**Bielefeld-Münster Seminar**

Date: 24 June 2019

Venue: University of Münster, Einsteinstraße 62

The talks will be in room SR0 in the main building. Tea will be served in the same room during the breaks.

### Schedule

10:00 | Maneesh Thakur |

The inclusions D_{4}⊂ F_{4}⊂ E_{6} and a question of Albert | |

11:00 | Coffee break |

11:30 | Olga Varghese |

Graph products of finite groups and their automorphism groups | |

12:30 | Lunch break |

14:00 | Georges Neaime |

Interval Garside Structures for Euclidean Artin Groups | |

15:00 | Coffee break |

15:30 | Sophiane Yahiatene |

Hurwitz action in Coxeter groups and extended Weyl groups | |

16:30 | End the of seminar |

### Abstracts

#### Maneesh Thakur

*The inclusions D*

_{4}⊂ F_{4}⊂ E_{6}and a question of AlbertIn 1965 Albert raised the question if exceptional Jordan division algebras always contain cubic cyclic subfields. These algebras (now called Albert algebras) are of great importance for their connections with exceptional algebraic groups.

In our talk, we will explain the inclusions in the title and elaborate on the question of Albert in that context, also report on known results and some recent progress.

+ + + +

The seminar page says exceptional Jordan division algebras are of great importance. In one to three sentences, explain why.

+ + + +

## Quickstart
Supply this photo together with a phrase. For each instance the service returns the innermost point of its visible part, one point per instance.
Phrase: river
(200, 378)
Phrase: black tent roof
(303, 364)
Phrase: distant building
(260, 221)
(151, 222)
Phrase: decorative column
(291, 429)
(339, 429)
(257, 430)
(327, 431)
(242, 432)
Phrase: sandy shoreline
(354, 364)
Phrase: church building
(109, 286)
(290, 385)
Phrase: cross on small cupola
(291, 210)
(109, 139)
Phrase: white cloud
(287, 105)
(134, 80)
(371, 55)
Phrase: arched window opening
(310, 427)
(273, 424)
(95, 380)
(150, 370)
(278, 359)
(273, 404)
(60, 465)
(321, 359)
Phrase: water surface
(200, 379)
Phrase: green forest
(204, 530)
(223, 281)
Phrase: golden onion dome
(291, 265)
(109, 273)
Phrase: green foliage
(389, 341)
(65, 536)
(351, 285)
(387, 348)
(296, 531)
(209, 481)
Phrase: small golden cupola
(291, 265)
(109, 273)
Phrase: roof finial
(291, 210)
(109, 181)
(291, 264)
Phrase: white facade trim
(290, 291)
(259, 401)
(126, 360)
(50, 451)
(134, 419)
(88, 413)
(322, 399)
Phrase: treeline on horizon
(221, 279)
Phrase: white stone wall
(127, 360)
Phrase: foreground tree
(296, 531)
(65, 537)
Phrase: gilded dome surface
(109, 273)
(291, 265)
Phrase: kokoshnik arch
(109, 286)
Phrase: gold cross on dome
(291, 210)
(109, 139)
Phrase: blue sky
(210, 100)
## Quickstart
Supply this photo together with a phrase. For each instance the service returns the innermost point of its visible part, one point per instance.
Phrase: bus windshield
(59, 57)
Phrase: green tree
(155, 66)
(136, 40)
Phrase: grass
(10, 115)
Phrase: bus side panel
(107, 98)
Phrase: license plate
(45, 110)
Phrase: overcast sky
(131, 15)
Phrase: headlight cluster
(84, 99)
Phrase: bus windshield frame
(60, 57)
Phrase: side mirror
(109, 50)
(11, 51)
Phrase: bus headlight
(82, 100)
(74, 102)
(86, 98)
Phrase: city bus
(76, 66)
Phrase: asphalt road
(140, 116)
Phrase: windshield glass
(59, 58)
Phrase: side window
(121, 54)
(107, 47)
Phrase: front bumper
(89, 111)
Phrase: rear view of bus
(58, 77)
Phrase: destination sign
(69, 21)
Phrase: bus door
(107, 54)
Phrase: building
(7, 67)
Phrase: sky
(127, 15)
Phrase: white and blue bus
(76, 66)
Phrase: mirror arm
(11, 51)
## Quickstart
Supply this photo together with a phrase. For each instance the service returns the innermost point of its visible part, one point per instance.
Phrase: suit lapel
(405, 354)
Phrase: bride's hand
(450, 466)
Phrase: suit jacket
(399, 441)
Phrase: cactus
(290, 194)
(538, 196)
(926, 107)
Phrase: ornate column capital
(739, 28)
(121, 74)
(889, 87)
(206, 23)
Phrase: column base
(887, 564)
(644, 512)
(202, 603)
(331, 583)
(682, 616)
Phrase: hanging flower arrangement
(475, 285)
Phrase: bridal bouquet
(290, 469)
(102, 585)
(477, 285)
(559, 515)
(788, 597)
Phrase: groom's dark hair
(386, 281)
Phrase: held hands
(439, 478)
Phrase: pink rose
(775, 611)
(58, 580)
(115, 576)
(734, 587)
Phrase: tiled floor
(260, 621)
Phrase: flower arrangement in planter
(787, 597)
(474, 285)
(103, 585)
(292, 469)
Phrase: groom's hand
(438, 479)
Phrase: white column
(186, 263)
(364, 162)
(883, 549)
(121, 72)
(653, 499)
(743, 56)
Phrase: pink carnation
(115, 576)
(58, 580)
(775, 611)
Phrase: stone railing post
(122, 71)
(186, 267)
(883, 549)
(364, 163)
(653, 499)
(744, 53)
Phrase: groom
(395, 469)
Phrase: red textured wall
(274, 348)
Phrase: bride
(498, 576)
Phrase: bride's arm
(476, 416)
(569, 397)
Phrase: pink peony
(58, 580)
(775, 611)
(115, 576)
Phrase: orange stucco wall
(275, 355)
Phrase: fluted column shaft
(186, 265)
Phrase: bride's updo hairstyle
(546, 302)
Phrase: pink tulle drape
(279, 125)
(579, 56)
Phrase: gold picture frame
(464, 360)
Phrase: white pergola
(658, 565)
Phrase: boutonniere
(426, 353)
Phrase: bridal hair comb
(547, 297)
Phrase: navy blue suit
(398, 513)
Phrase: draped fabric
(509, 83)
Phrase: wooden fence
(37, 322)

+ + + +

• **SOLVED EXERCISE**: Exceptional Jordan division algebras, now called Albert algebras, matter because of their connections with exceptional algebraic groups.